La de entonces se extendió rápidamente a Europa,
donde la recuperación económica después de la devastadora Guerra Mundial de
1914-18 se había fiado en gran parte a las enormes y desproporcionadas
indemnizaciones de guerra que el Tratado de Versalles había hecho recaer sobre
las espaldas de Alemania. Cuando los banqueros americanos se arruinaron y
dejaron de respaldar a este país, que soportaba a su costa la incipiente recuperación
europea tras el desastre bélico, esta se vino abajo.
El pánico nunca ha sido buen consejero. De
hecho, tiende a favorecer no los comportamientos más productivos y resolutivos,
sino los más regresivos: la gente, sintiéndose impotente para encontrar salidas
a las situaciones críticas, presa del miedo a la libertad, busca en tales
ocasiones la intercesión de poderes trascendentes, naturales o preternaturales,
en los que, como perentorio recurso frente a su impotencia, deposita una
confianza ciega, lo que casi inevitablemente acaba conduciendo a resultados aún
más catastróficos. Efectivamente, la manera en que se encadenaron aquellos
sucesos de la posguerra europea fue el caldo de cultivo del que por entonces
surgió esa clase de poder omnímodo que son los totalitarismos, en la marcha
hacia los cuales colaboraron otros factores que han de añadirse a los
antedichos: para empezar, la decepción y el descrédito de unas instituciones
que, además de su inoperancia ante la crisis, no habían conseguido evitar, unos
años antes, la tan devastadora como absurda guerra europea, que provocó once
millones de muertos y ninguna sensación de que al final hubiera llegado alguna
clase de bien superior reparador de tanta desgracia. Concretamente en Rusia, el
descrédito de las instituciones zaristas y la irracionalidad de aquella guerra
que castigó cruelmente a este país con un millón setecientas mil muertes, a la
vez que empujaba a la deserción a un gran número de soldados, hizo que finalmente
apareciera en el panorama político la figura de Lenin, que en sus famosas tesis
de abril de 1917 se presentó ante sus seguidores reclamando “pan y paz”.

● **MATERIAL PROPORCIONADO**:
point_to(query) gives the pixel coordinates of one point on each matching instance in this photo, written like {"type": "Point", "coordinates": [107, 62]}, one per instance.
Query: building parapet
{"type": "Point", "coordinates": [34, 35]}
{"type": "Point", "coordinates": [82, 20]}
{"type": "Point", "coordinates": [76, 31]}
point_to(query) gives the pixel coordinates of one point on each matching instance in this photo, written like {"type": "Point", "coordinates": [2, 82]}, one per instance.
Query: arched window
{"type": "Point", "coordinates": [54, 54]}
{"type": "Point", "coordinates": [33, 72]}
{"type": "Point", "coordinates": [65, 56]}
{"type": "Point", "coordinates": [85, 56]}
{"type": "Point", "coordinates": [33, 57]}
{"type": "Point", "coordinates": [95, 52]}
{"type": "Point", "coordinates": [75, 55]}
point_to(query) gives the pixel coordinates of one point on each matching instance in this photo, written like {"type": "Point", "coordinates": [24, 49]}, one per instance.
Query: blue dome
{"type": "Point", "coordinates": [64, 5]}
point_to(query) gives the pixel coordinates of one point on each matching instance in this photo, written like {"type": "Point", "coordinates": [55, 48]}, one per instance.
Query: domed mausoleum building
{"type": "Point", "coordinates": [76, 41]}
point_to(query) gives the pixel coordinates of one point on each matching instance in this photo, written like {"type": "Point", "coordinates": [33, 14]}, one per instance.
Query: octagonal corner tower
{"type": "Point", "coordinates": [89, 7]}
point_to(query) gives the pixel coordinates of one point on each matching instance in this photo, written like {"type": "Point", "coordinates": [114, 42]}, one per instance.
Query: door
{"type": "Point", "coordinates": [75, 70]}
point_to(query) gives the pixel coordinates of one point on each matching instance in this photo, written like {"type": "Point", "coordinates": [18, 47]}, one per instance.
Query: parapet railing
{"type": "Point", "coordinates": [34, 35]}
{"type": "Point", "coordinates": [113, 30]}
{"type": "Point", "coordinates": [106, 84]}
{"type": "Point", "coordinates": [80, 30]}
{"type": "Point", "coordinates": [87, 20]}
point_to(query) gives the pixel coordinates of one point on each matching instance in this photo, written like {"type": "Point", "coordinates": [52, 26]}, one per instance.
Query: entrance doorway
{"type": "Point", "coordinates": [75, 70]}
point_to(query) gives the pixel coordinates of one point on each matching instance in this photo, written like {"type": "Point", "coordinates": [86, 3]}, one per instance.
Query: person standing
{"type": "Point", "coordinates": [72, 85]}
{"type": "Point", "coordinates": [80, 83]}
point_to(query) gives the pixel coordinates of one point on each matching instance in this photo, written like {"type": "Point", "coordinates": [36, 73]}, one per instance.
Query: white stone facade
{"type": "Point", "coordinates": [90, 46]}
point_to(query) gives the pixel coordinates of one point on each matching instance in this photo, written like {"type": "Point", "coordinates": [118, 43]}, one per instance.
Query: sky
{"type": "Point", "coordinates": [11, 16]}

● **TAREAS Y EJERCICIOS**:
[1] Resume en tres oraciones el fragmento sobre la posguerra europea.
[2] Prolonga el fragmento sobre la posguerra europea a partir de su última oración.

● **LAS RESPUESTAS**:
[1] La crisis se extendió a Europa, cuya recuperación tras la guerra de 1914-18 dependía de las indemnizaciones que el Tratado de Versalles impuso a Alemania, y se vino abajo cuando los banqueros americanos se arruinaron y dejaron de respaldar a ese país. El pánico empuja a la gente a confiar ciegamente en poderes trascendentes, y junto con el descrédito de unas instituciones que no supieron afrontar la crisis ni evitar la guerra, favoreció el surgimiento de los totalitarismos. En Rusia, el descrédito de las instituciones zaristas y la irracionalidad de la guerra llevaron a la aparición de Lenin, que en sus tesis de abril de 1917 reclamó "pan y paz".

[2]
Aquella fue, precisamente, la engañosa carta de presentación del incipiente
totalitarismo comunista. Por su parte, Alemania e Italia, países entonces de
reciente configuración (ambos habían nacido a finales del siglo XIX), y cuyas
instituciones no contaban con una trayectoria lo suficientemente larga como
para haber alcanzado la necesaria estabilidad, se mostraron especialmente vulnerables
a la influencia de los totalitarismos, en la medida en que la ausencia de
confianza en las instituciones democráticas generaba allí también un mayor
miedo a la libertad y una correlativa necesidad de suplir aquella desconfianza
con la adhesión a eventuales poderes absolutos.
Otro de los factores que coadyuvaron a la
emergencia de los totalitarismos fue el odio, el sentimiento de revancha: la
necesidad psicológica de encontrar culpables cuando acontecen situaciones
críticas, se vinculó en la ideología comunista con las clases explotadoras y lo
que a ellas quedaba asimilado; en realidad, como en todos los totalitarismos,
quien no es partidario de los cambios sociales que ellos proponen es un enemigo,
así que, igual que ocurrió en la Alemania nazi o la Italia fascista, el
revanchismo acabó afectando a todo el que no mostrara adhesión entusiasta o se
mostrara tibio con la revolución.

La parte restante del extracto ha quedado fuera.